━━━ RECORDS FOR THIS EXERCISE

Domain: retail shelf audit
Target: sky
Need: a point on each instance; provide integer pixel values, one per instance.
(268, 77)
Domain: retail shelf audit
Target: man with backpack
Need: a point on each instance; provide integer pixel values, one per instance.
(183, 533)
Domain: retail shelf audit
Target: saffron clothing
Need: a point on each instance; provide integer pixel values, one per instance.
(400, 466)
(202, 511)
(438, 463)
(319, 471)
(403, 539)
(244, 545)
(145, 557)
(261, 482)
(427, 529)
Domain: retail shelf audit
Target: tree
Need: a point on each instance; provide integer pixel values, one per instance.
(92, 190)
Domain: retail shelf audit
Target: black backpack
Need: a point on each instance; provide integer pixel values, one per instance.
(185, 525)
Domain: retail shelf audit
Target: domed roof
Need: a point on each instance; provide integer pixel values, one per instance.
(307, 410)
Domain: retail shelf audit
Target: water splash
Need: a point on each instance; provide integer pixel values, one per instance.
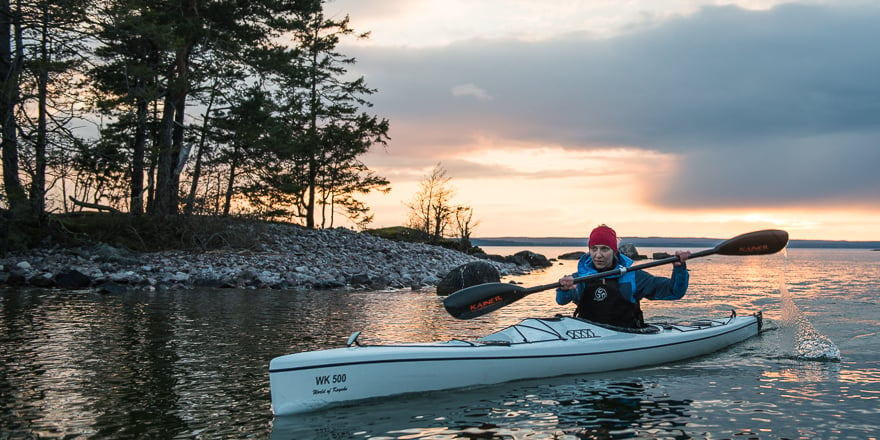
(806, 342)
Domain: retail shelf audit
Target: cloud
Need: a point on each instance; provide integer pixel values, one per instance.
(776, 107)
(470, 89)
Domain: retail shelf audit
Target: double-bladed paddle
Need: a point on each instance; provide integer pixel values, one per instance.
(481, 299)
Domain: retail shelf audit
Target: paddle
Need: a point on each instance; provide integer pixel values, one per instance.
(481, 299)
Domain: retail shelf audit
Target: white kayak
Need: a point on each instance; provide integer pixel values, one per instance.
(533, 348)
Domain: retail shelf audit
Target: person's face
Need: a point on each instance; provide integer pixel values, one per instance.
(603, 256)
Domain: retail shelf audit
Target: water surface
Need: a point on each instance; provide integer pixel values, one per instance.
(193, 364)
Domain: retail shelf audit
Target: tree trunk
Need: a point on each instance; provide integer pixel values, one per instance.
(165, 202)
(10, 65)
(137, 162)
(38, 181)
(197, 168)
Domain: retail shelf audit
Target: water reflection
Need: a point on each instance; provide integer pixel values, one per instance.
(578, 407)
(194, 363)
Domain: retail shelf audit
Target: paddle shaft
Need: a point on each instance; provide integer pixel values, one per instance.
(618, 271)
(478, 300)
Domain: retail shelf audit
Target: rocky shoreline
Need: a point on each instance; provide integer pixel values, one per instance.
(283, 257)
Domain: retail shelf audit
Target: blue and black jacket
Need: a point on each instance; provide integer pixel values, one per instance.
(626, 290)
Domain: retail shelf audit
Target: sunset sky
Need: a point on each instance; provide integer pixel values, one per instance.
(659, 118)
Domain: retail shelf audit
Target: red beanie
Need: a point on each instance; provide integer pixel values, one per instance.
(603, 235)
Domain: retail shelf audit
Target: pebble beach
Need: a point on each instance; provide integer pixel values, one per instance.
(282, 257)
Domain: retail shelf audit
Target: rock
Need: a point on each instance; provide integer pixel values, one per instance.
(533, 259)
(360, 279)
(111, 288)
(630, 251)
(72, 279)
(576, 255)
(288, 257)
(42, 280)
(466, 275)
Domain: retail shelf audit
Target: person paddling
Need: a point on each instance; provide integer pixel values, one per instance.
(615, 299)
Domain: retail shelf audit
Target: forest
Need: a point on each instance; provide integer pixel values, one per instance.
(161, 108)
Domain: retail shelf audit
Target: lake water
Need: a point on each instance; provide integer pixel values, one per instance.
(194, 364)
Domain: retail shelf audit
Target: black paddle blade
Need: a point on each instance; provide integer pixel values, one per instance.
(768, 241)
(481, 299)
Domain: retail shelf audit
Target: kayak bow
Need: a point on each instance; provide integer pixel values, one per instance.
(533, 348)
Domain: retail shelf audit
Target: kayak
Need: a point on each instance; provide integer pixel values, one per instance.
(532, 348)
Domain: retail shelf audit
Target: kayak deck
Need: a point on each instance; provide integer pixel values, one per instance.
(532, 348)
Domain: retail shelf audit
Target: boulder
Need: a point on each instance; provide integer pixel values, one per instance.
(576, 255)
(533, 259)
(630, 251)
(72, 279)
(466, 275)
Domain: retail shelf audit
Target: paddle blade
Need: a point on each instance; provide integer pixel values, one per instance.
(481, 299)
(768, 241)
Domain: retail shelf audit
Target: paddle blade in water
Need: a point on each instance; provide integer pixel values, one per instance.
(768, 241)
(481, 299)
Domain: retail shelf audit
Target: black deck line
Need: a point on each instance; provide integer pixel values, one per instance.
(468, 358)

━━━━━━

Print all the records again exactly; do not include any picture.

▶ _THE RESPONSE_
Domain: retail shelf audit
Target: sky
Need: a point on each instance; provide integer pixel values, one per instance.
(268, 77)
Domain: retail shelf audit
Target: man with backpack
Need: a point on each instance; provide integer pixel values, one per instance.
(183, 533)
Domain: retail shelf audit
Target: saffron clothing
Need: a point on each instance; provide integer pixel values, one per instance.
(400, 466)
(202, 511)
(438, 463)
(319, 471)
(403, 539)
(244, 545)
(145, 557)
(261, 482)
(427, 529)
Domain: retail shelf audit
Target: tree
Need: a point on each instance; provide integer pixel values, one per instance.
(92, 190)
Domain: retail shelf audit
Target: black backpack
Need: a point on each instance; provide integer pixel values, one per instance.
(185, 525)
Domain: retail shelf audit
Target: domed roof
Need: a point on each instance; provide integer pixel values, one per instance.
(307, 410)
Domain: retail shelf audit
Target: water splash
Need: a point on each instance; provide integer pixel values, one per instance.
(806, 342)
Domain: retail shelf audit
Target: cloud
Need: a point on each instance; provide integer pixel values, one per instance.
(776, 107)
(470, 89)
Domain: retail shelf audit
Target: double-bladed paddle
Need: a point on each instance; provide integer pixel values, one per instance.
(481, 299)
Domain: retail shelf audit
Target: paddle
Need: a point on each instance; provide integer pixel values, one per instance.
(481, 299)
Domain: retail shelf audit
Target: white kayak
Need: a point on each instance; provide integer pixel values, one per instance.
(533, 348)
Domain: retail shelf audit
Target: person's face
Need: a point on each instance; provide integer pixel values, one per instance.
(603, 256)
Domain: retail shelf audit
Target: water surface
Need: a point on each instance; provide integer pixel values, one per instance.
(193, 364)
Domain: retail shelf audit
Target: tree trunk
Need: a point on each instance; provide integer pixel values, one per instance.
(165, 202)
(10, 65)
(137, 162)
(38, 181)
(197, 168)
Domain: retail shelf audit
Target: water reflection
Need: a point on each instance; provide integer pixel values, one per instance.
(578, 407)
(194, 363)
Domain: retail shelf audit
Target: paddle shaft
Need: a point on each instance; provide integer pixel values, one per instance.
(618, 271)
(478, 300)
Domain: retail shelf audit
Target: rocky shoreline
Need: a point on each instance; provide integer pixel values, one per instance.
(283, 257)
Domain: retail shelf audit
Target: blue and black jacket
Need: a point on each instance; provide integer pixel values, one per instance.
(626, 290)
Domain: retail shelf audit
Target: sunset sky
Need: a point on each instance; provide integer pixel values, one per instance.
(659, 118)
Domain: retail shelf audit
Target: red beanie
Need: a point on each instance; provide integer pixel values, one per instance.
(603, 235)
Domain: retail shelf audit
Target: pebble beach
Need: a point on each instance; provide integer pixel values, one per instance.
(282, 257)
Domain: retail shelf audit
Target: rock
Need: a point on each instance; provide integer pixel values, one per instance.
(533, 259)
(360, 279)
(111, 288)
(630, 251)
(72, 279)
(576, 255)
(288, 257)
(42, 280)
(466, 275)
Domain: retail shelf audit
Target: person paddling
Need: a point on each instance; provide integer pixel values, one per instance.
(615, 299)
Domain: retail shelf audit
Target: forest
Need: a point on each instance; provide integer pixel values, one per instance.
(161, 108)
Domain: retail shelf audit
Target: lake water
Need: a point on each instance; provide integer pixel values, one per instance.
(194, 364)
Domain: retail shelf audit
Target: black paddle blade
Need: a point on each instance; provide integer pixel values, one per instance.
(768, 241)
(481, 299)
Domain: retail shelf audit
Target: kayak bow
Need: a point on each instance; provide integer pixel values, one per instance.
(533, 348)
Domain: retail shelf audit
Target: kayak
Need: a point on each instance; provide integer pixel values, one per instance.
(532, 348)
Domain: retail shelf audit
Target: kayak deck
Need: a point on each instance; provide integer pixel values, one per instance.
(532, 348)
Domain: retail shelf audit
Target: boulder
Need: a point on each instance; provide integer pixel values, one per instance.
(576, 255)
(533, 259)
(630, 251)
(72, 279)
(466, 275)
Domain: retail shelf audit
Target: paddle blade
Need: a point on each instance; provide integer pixel values, one per instance.
(481, 299)
(768, 241)
Domain: retail shelf audit
Target: paddle blade in water
Need: a point on each instance; provide integer pixel values, one per instance.
(768, 241)
(481, 299)
Domain: retail shelf audit
Target: black deck line
Need: a point on each instance; provide integer pixel values, one per instance.
(468, 358)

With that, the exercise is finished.